▶ **ENTRIES PROVIDED**:

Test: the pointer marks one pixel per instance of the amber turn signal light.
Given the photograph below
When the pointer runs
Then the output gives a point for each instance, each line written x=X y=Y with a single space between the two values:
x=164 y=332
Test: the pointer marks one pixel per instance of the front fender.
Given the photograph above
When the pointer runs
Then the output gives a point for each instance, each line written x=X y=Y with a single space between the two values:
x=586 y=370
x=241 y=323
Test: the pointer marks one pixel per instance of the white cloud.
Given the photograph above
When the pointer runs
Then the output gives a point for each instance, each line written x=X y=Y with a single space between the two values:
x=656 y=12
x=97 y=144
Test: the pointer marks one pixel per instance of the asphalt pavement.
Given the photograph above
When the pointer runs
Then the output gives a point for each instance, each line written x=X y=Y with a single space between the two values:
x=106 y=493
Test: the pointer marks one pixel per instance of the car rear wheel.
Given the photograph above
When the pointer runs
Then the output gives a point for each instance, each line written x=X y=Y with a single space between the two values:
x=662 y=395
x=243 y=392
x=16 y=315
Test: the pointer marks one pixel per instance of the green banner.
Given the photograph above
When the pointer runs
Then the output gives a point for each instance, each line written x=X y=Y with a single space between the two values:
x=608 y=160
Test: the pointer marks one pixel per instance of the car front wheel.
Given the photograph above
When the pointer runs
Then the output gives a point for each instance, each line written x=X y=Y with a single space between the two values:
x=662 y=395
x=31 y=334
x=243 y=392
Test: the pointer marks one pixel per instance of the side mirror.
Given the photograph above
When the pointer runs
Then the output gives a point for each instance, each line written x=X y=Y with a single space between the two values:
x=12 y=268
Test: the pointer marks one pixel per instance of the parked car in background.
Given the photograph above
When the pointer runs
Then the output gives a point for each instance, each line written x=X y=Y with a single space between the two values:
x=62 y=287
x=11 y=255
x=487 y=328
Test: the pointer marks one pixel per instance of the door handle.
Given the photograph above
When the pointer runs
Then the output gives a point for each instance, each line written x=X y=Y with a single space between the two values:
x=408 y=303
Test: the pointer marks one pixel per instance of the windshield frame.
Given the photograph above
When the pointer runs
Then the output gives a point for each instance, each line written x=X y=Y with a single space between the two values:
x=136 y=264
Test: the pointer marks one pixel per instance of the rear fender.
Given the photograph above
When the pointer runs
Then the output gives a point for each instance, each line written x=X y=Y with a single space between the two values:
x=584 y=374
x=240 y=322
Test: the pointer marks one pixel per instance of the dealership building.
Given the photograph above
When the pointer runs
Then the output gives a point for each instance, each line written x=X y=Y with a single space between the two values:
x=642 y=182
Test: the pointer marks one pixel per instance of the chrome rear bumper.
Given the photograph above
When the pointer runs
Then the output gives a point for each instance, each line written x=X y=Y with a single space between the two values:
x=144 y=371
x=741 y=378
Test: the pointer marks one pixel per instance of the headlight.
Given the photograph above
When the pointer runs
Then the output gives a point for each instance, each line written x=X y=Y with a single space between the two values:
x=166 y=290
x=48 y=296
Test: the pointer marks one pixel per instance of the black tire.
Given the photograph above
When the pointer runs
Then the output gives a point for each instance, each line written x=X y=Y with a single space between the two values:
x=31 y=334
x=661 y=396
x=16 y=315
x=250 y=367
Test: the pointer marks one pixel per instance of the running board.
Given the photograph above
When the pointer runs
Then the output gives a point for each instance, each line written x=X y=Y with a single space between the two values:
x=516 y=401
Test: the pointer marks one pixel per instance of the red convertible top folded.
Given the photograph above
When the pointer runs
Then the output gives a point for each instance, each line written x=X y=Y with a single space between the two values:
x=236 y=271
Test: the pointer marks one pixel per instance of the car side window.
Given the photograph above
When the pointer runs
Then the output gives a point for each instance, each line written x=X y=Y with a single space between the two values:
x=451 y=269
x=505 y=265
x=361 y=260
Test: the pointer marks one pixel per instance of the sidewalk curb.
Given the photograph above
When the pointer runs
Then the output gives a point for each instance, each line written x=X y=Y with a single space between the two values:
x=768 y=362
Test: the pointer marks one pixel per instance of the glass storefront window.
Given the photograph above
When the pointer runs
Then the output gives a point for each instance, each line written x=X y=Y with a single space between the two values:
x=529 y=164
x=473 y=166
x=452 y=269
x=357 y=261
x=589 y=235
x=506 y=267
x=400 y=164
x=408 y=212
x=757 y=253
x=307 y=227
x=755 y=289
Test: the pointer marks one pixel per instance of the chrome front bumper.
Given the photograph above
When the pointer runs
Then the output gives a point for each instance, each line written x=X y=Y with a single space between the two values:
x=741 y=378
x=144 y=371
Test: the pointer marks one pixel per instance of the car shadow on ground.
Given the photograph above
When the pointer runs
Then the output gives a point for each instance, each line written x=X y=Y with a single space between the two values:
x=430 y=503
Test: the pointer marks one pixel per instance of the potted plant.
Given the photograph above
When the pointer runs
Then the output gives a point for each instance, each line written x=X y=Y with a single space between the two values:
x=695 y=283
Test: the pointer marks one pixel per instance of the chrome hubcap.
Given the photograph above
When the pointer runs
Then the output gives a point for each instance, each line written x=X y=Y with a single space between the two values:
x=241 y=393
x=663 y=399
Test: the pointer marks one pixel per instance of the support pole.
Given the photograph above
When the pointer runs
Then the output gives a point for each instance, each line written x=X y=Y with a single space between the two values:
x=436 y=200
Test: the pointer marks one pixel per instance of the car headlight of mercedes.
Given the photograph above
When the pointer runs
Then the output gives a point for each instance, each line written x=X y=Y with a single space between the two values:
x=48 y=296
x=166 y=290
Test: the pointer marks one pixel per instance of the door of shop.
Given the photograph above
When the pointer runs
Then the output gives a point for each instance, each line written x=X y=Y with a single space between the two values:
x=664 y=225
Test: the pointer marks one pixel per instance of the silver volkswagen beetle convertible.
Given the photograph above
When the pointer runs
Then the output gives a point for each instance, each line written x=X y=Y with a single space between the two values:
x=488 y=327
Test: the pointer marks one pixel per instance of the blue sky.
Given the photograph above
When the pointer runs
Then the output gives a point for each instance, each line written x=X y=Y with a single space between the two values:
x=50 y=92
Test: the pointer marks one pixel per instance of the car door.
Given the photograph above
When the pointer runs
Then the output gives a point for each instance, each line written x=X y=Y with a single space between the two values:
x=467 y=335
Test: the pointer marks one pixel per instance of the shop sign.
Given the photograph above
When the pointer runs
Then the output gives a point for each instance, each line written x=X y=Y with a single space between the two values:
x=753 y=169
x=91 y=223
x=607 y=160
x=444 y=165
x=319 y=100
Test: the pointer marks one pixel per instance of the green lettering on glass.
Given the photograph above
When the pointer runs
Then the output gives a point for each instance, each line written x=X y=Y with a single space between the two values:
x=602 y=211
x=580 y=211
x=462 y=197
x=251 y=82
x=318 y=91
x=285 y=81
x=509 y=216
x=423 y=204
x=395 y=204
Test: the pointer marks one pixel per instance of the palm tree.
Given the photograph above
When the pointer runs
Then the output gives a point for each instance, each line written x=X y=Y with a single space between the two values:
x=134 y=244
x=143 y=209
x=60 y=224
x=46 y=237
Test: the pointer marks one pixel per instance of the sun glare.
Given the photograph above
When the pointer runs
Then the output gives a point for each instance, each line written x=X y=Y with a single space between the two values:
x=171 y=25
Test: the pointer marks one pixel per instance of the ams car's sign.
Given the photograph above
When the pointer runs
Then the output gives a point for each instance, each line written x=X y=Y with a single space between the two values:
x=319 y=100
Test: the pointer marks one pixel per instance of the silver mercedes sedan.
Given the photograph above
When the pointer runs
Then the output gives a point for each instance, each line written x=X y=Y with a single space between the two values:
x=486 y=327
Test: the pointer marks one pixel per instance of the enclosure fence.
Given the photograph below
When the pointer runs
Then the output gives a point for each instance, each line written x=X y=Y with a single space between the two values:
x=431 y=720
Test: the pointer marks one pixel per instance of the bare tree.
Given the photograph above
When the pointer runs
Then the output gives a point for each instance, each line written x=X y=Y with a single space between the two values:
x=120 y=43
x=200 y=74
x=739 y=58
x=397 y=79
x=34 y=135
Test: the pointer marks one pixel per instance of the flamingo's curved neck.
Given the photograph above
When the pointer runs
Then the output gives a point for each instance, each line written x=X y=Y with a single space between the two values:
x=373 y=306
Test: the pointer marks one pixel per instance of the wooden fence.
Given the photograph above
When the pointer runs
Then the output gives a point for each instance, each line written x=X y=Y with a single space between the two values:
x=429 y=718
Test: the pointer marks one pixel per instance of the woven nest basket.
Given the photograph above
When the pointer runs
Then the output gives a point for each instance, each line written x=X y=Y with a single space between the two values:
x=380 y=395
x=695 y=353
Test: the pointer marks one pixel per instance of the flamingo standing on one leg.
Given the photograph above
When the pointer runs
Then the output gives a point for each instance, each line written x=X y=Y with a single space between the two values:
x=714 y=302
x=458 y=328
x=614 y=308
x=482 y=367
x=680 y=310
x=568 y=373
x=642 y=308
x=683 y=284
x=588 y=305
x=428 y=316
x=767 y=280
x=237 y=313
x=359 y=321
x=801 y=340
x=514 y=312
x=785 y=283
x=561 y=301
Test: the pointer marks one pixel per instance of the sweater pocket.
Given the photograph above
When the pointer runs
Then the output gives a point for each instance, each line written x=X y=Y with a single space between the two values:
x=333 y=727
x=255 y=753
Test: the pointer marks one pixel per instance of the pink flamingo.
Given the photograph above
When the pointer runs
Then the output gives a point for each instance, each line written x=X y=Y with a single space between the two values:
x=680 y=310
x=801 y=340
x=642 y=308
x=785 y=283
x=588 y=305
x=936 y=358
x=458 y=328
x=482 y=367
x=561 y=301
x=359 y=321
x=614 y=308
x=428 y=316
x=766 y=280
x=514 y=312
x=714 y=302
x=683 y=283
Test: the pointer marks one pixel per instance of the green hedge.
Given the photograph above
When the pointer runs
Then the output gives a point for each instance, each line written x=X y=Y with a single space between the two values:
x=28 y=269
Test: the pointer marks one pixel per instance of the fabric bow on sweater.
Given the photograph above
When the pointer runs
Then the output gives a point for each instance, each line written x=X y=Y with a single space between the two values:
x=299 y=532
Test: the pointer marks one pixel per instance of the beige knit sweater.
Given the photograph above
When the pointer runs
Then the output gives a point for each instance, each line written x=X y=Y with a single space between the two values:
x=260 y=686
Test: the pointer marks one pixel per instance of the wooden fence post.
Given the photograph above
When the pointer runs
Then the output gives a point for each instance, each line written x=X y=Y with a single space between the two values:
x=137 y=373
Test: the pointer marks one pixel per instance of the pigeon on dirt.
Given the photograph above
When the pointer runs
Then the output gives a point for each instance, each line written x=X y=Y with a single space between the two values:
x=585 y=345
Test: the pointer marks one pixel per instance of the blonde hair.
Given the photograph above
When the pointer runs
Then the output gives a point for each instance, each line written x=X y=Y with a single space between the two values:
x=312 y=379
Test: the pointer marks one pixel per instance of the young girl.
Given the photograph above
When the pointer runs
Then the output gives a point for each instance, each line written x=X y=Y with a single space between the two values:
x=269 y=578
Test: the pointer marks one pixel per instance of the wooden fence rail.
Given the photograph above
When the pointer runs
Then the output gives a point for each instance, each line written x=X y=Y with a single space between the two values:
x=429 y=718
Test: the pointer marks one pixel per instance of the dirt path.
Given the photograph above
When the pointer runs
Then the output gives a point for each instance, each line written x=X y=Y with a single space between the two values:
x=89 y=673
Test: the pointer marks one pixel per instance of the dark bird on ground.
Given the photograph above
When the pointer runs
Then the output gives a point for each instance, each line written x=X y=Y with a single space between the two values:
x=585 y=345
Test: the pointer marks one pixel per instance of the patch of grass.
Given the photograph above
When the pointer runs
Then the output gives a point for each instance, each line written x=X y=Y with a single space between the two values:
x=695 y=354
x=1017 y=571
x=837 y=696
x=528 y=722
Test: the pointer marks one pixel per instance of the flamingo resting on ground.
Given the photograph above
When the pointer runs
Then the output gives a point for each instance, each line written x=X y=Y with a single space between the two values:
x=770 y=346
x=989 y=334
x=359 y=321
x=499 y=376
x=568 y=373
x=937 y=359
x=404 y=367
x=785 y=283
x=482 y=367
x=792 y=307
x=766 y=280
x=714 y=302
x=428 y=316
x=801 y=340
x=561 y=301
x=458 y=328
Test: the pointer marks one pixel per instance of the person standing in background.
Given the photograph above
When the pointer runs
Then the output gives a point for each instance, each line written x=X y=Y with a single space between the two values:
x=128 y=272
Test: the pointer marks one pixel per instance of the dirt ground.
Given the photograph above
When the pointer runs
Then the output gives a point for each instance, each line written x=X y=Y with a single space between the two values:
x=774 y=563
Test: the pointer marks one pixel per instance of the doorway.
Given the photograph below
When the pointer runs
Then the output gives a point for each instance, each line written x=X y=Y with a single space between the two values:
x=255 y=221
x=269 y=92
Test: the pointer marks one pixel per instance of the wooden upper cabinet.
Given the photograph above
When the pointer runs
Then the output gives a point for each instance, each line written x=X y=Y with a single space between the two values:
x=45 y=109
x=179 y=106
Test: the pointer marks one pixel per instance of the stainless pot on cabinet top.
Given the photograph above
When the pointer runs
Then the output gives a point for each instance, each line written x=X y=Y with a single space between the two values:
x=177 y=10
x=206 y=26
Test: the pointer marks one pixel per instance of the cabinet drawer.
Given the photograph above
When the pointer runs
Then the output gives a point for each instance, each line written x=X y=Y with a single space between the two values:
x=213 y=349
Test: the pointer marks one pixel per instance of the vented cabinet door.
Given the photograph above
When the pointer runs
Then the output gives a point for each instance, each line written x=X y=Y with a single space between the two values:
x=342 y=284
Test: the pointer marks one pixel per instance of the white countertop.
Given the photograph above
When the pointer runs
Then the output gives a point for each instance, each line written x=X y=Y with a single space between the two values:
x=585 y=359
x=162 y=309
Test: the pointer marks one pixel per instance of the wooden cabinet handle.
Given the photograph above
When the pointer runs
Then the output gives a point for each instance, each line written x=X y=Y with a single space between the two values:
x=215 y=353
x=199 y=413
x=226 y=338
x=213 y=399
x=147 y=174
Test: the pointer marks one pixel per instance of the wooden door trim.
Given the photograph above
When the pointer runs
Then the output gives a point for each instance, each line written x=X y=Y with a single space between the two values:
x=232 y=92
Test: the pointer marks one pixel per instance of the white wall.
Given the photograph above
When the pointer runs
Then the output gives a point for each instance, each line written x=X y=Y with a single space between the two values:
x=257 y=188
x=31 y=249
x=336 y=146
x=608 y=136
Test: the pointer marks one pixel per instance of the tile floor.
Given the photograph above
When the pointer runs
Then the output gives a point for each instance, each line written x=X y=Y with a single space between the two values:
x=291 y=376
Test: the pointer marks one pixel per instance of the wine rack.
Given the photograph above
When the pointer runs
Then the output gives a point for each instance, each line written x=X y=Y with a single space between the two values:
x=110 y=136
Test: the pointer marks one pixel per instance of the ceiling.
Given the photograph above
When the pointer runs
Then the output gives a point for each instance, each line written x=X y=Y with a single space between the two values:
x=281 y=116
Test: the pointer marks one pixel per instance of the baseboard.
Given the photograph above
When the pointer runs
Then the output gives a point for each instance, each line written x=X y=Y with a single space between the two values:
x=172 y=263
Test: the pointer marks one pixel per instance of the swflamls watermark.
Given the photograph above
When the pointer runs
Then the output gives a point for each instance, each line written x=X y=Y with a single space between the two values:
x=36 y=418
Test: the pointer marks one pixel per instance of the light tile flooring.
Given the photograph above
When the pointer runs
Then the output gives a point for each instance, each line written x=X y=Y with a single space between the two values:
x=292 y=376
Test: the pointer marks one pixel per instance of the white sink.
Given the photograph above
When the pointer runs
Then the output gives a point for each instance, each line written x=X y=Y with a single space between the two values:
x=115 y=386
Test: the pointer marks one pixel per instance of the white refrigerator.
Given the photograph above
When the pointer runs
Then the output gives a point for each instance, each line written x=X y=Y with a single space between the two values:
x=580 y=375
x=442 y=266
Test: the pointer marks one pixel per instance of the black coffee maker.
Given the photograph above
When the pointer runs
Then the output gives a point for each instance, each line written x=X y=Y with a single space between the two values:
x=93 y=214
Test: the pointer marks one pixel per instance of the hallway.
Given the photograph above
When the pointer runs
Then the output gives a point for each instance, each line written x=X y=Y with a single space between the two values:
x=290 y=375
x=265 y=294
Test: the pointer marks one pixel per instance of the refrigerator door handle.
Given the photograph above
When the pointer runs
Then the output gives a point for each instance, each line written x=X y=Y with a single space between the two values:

▶ **EXERCISE TASK**:
Please reproduce word for word everything from the start of the entries down to the line containing "x=164 y=332", including both ends.

▶ **RESULT FOR THIS TASK**:
Test: the pointer marks one pixel per instance of the amber turn signal light.
Given the photograph below
When the pointer runs
Then the output gives a point for each instance, each line written x=X y=Y with a single space between the two values:
x=164 y=332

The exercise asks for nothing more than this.